→ Extract provided
## Begin

= New Mexico Chiles =

The New Mexico Chiles were an American soccer club established in 1990 which competed in the American Professional Soccer League. In 1991, the team merged with the New Mexico Roadrunners and moved to the USISL until its disestablishment in 1996.

==History==
In 1986, the semi-professional Albuquerque Outlaws entered the newly established Southwest Indoor Soccer League. In 1987, the team became the Albuquerque Gunners. In 1989, the SISL and Gunners began playing both a summer outdoor as well as a winter indoor season. The team was renamed the New Mexico Roadrunners for the 1990/91 indoor season.

In 1990, the New Mexico Chiles were established as an expansion franchise in the American Professional Soccer League. Following the season, the ownership dissolved. Players and organizers then merged with the New Mexico Roadrunners. The new team took on the Chiles name and logo and competed in the USISL until it folded in 1996.

The legacy of semi-pro/pro soccer in Albuquerque and New Mexico would be revived with the birth of the Albuquerque Geckos, who would play in the USL D-3 Pro League in 1997, winning the championship, and jumping up to the USL A-League from 1998–1999.

## End

→ Data listing

## Begin

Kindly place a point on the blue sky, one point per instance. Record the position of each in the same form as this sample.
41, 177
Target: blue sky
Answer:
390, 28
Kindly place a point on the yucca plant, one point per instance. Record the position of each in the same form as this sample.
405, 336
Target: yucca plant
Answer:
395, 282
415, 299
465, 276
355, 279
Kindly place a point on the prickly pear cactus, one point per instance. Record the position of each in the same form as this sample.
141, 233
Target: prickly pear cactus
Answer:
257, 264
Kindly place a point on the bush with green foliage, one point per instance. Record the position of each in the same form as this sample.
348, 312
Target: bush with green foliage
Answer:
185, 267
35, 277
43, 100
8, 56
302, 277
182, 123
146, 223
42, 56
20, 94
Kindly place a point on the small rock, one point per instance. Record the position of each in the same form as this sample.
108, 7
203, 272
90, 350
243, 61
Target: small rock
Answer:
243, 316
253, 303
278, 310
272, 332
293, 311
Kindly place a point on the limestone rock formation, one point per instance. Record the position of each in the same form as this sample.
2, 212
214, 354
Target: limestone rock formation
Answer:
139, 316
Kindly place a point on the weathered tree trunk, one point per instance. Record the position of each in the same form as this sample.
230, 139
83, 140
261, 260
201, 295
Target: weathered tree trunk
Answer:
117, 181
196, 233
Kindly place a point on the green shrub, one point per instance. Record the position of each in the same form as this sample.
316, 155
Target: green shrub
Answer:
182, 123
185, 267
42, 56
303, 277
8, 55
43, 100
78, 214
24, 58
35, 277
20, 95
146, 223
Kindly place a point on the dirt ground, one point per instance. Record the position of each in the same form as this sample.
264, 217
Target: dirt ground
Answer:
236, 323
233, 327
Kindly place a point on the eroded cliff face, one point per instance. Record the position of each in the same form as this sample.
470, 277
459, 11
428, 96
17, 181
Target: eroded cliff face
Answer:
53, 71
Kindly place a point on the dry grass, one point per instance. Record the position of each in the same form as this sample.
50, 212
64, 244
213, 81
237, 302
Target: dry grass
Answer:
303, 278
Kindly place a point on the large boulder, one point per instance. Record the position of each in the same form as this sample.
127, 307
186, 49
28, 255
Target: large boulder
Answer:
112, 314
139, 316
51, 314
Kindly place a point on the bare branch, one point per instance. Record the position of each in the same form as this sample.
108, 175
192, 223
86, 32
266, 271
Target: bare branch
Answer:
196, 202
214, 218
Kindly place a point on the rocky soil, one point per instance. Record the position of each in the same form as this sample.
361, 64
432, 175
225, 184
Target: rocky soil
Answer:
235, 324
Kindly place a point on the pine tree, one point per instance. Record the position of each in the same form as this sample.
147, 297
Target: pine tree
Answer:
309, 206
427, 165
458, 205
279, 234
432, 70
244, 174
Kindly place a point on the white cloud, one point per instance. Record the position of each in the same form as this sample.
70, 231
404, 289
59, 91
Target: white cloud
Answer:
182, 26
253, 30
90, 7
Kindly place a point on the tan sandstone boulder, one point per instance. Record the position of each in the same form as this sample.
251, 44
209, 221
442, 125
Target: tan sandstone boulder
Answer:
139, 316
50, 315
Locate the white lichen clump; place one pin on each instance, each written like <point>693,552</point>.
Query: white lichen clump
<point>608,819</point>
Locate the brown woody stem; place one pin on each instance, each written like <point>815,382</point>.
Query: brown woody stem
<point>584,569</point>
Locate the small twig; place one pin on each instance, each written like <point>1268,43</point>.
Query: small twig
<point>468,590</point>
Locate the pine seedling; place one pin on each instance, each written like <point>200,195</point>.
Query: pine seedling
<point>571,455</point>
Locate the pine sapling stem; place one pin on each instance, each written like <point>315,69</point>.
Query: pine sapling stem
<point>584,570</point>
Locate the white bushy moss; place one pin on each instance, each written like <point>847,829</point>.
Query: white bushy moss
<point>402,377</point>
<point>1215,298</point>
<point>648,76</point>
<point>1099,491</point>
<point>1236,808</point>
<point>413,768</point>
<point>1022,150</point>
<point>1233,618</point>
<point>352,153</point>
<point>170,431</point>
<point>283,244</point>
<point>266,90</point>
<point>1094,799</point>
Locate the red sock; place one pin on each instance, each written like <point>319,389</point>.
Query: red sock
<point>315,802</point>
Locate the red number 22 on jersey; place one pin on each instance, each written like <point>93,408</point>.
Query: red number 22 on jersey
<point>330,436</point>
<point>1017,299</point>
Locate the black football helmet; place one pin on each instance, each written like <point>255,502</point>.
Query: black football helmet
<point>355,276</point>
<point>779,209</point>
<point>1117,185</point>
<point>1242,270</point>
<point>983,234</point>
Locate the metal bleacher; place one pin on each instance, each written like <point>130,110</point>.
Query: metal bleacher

## End

→ Problem description
In the New Mexico Chiles article, what name did the Albuquerque Gunners take for the 1990/91 indoor season?

→ Expected answer
The New Mexico Roadrunners.